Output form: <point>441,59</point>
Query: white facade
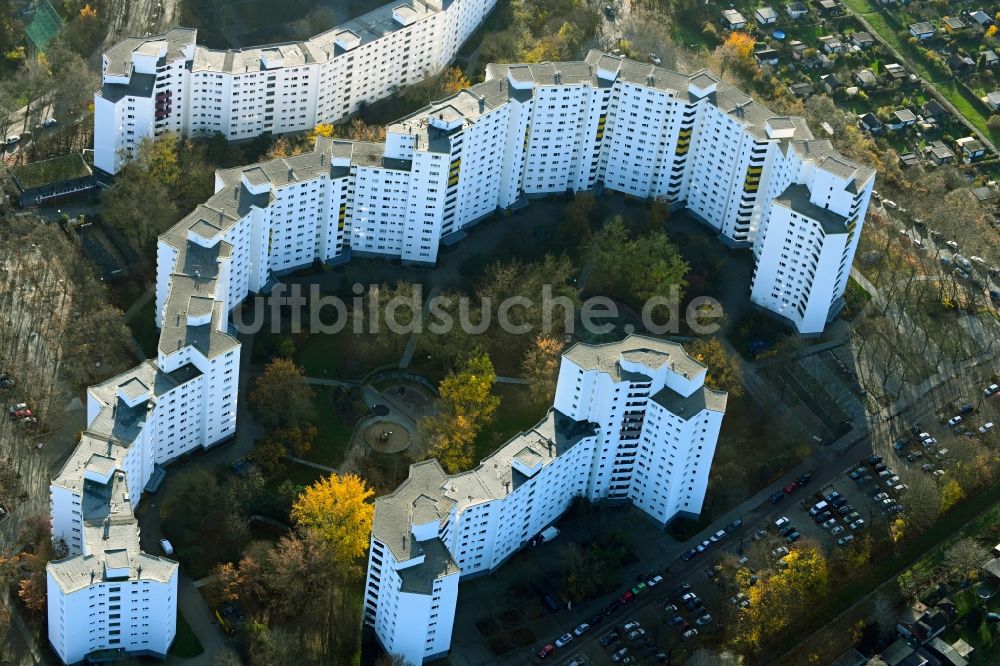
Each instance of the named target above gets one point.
<point>533,130</point>
<point>108,598</point>
<point>632,421</point>
<point>169,83</point>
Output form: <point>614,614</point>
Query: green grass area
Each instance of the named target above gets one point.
<point>515,414</point>
<point>342,355</point>
<point>186,645</point>
<point>919,552</point>
<point>962,99</point>
<point>144,329</point>
<point>300,475</point>
<point>333,436</point>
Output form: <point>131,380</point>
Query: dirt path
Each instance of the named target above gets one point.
<point>139,18</point>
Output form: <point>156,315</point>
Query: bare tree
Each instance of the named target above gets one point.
<point>965,558</point>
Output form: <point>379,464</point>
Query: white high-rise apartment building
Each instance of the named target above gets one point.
<point>758,179</point>
<point>168,83</point>
<point>632,421</point>
<point>107,598</point>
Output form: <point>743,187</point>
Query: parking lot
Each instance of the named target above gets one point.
<point>503,619</point>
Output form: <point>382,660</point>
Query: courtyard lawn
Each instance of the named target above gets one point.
<point>333,435</point>
<point>144,329</point>
<point>341,355</point>
<point>186,644</point>
<point>297,473</point>
<point>516,414</point>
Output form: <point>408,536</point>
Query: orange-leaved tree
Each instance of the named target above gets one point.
<point>337,508</point>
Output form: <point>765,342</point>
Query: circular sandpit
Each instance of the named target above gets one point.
<point>387,437</point>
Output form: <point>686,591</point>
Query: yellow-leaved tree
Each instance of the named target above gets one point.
<point>951,494</point>
<point>780,597</point>
<point>466,404</point>
<point>337,508</point>
<point>724,371</point>
<point>454,80</point>
<point>736,51</point>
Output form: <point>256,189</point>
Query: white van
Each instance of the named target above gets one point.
<point>818,508</point>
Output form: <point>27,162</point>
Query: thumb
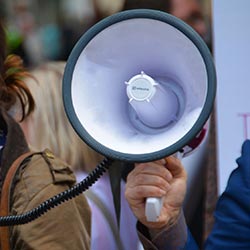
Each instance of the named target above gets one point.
<point>175,166</point>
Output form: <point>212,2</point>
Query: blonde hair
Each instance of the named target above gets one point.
<point>12,85</point>
<point>48,126</point>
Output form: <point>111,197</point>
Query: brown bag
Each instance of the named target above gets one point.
<point>5,198</point>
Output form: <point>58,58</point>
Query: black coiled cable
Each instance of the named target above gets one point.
<point>57,199</point>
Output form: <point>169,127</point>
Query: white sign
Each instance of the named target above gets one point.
<point>231,34</point>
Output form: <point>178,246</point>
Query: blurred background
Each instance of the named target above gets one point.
<point>47,30</point>
<point>41,30</point>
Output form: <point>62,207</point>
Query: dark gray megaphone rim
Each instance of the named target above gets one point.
<point>97,28</point>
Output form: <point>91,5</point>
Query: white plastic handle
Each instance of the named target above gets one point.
<point>153,208</point>
<point>154,204</point>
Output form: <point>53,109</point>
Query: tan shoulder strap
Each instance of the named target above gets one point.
<point>5,199</point>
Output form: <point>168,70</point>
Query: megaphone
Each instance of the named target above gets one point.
<point>139,85</point>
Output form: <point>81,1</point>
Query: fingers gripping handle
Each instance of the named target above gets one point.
<point>154,204</point>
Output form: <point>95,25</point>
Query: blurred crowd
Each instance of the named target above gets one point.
<point>47,30</point>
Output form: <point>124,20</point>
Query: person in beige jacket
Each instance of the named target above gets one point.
<point>39,177</point>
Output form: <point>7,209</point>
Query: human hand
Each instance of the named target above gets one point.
<point>164,178</point>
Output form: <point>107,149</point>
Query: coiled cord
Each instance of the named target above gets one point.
<point>57,199</point>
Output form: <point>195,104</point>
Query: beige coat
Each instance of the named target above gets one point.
<point>64,227</point>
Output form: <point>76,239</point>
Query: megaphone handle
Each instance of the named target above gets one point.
<point>154,204</point>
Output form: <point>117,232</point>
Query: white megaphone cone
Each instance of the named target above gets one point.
<point>139,86</point>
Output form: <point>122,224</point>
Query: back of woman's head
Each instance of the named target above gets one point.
<point>12,87</point>
<point>48,126</point>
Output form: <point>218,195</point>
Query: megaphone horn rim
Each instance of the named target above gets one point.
<point>90,34</point>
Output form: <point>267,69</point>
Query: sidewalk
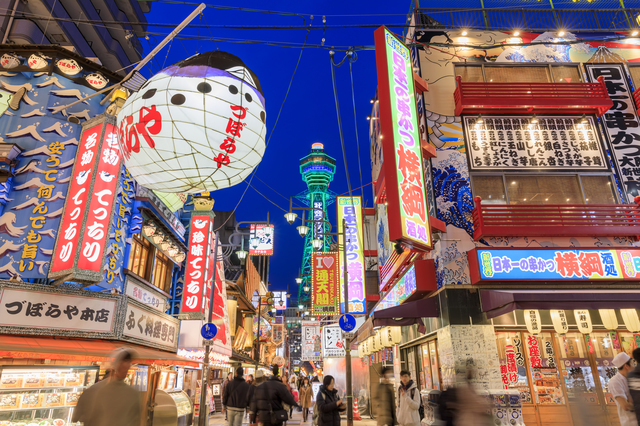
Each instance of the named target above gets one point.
<point>217,419</point>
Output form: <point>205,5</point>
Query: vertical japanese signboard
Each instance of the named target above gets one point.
<point>196,272</point>
<point>80,246</point>
<point>325,299</point>
<point>621,126</point>
<point>407,202</point>
<point>350,209</point>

-*-

■ Work to complete
Reproduce every one of the entries above word for word, leaving out the pictures.

■ Complete output
Output form: <point>441,59</point>
Query: white facade
Each instance of the named target above gets one point.
<point>533,130</point>
<point>108,598</point>
<point>632,421</point>
<point>169,83</point>
Output form: <point>614,614</point>
Query: green grass area
Each instance of the named target above gets one point.
<point>515,414</point>
<point>342,355</point>
<point>186,645</point>
<point>919,552</point>
<point>962,99</point>
<point>144,329</point>
<point>300,475</point>
<point>333,436</point>
Output form: <point>131,380</point>
Query: dirt path
Each instance of the named target above gets one point.
<point>139,18</point>
Output form: <point>156,315</point>
Query: bare tree
Each instance of the named target above gets one point.
<point>965,558</point>
Output form: <point>379,464</point>
Query: white high-rise apartment building
Each instance of the named target above gets one point.
<point>758,179</point>
<point>168,83</point>
<point>632,421</point>
<point>107,598</point>
Output form: <point>743,187</point>
Query: parking lot
Each instance of the named target above gets one point.
<point>503,619</point>
Output form: <point>382,660</point>
Query: courtyard lawn
Each instance of the named target above gets one point.
<point>333,435</point>
<point>144,329</point>
<point>341,355</point>
<point>186,644</point>
<point>297,473</point>
<point>516,414</point>
Output form: <point>408,536</point>
Query: orange-leaved tree
Each instance of the named target above gets one point.
<point>337,508</point>
Output form: <point>765,342</point>
Query: circular sandpit
Each instance of the named target above gets one point.
<point>387,437</point>
Output form: <point>686,591</point>
Query: yellow-leaved tree
Each instance of the named target above gets one point.
<point>951,494</point>
<point>780,597</point>
<point>466,404</point>
<point>337,508</point>
<point>724,371</point>
<point>454,80</point>
<point>736,51</point>
Output form: <point>256,189</point>
Query: white van
Each instance of the named target above gets one point.
<point>818,508</point>
Output form: <point>27,162</point>
Query: thumb
Each instance of the named target above gets one point.
<point>175,166</point>
Output form: <point>212,2</point>
Query: blonde hair
Each instance of the named target above gets one point.
<point>12,85</point>
<point>48,126</point>
Output form: <point>111,197</point>
Query: brown bag
Each instance of the named target above gets one point.
<point>5,198</point>
Output form: <point>58,58</point>
Query: black coiled cable
Each instance of the named target above gets one point.
<point>57,199</point>
Output form: <point>169,127</point>
Query: white sign
Each instance of the named target above gets one point.
<point>231,34</point>
Output form: <point>178,246</point>
Query: blurred background
Each instance of the named target above gets one point.
<point>47,30</point>
<point>41,30</point>
Output form: <point>62,207</point>
Query: dark gray megaphone rim
Each instance of the named target above gets one point.
<point>97,28</point>
Output form: <point>91,5</point>
Query: white plastic handle
Each instance of the named target above gets one point.
<point>153,208</point>
<point>154,204</point>
Output form: <point>53,109</point>
Query: tan shoulder strap
Each instance of the named target above gets one point.
<point>5,199</point>
Output form: <point>168,70</point>
Query: megaphone
Each instance of the named target above gets one point.
<point>139,85</point>
Output form: <point>81,1</point>
Query: fingers gripping handle
Each instance of the named target above gets one point.
<point>154,204</point>
Output form: <point>95,25</point>
Query: blurred crowd
Each instance of the named target above gets one point.
<point>47,30</point>
Output form: <point>124,20</point>
Query: person in beige jacket
Each instance of the named target above gets one point.
<point>39,177</point>
Output form: <point>7,209</point>
Query: human hand
Each instance of the named target above gets one point.
<point>164,178</point>
Output form: <point>107,149</point>
Query: coiled cord
Each instance of the named target above gets one point.
<point>57,199</point>
Output form: <point>195,104</point>
Query: beige coat
Each instance of the named target above gets one point.
<point>64,227</point>
Output form: <point>76,239</point>
Query: megaphone handle
Each instance of the named target above gets one point.
<point>154,204</point>
Output form: <point>117,232</point>
Query: white megaphone cone
Each instance of the named target above gets one point.
<point>139,86</point>
Output form: <point>122,224</point>
Query: back of woman's head
Each instance of the named target above gets one point.
<point>12,87</point>
<point>48,126</point>
Output form: <point>218,195</point>
Query: megaphone horn rim
Each instance of the named target above gets one point.
<point>90,34</point>
Output form: <point>267,69</point>
Query: sidewalk
Each instance of the named target above gets one point.
<point>217,419</point>
Output form: <point>205,5</point>
Query: vertical japanese signboard
Each instance of the named target above gets one point.
<point>196,272</point>
<point>80,246</point>
<point>325,299</point>
<point>621,126</point>
<point>407,202</point>
<point>350,209</point>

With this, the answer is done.